▸ Requirement: Find each line in the rows below that contains the string "with", and copy those lines out. Letter case matters when matching.
§
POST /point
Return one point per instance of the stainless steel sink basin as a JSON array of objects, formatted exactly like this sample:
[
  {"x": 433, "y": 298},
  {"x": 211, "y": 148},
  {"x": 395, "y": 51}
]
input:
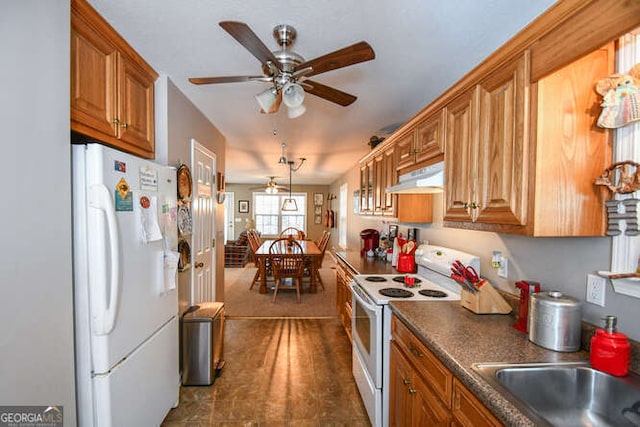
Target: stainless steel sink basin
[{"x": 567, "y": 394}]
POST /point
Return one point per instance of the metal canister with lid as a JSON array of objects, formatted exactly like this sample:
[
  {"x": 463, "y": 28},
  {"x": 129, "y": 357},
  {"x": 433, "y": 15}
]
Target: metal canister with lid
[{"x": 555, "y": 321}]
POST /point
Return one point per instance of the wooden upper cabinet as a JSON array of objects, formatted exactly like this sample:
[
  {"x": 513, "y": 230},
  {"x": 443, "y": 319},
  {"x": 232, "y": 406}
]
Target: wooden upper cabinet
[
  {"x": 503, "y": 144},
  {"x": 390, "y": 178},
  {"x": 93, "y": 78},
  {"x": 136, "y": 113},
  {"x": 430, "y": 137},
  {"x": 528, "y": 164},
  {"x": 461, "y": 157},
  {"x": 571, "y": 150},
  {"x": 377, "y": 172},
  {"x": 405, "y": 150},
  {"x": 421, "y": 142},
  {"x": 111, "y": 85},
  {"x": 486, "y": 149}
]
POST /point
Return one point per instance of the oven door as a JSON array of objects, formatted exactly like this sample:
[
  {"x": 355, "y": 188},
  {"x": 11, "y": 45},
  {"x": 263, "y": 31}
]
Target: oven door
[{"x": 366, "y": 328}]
§
▸ Response for this exercise:
Return one point per instance of the metal canister with lid as a JSON array of objects, formatted exactly like this sample:
Target: metal canister with lid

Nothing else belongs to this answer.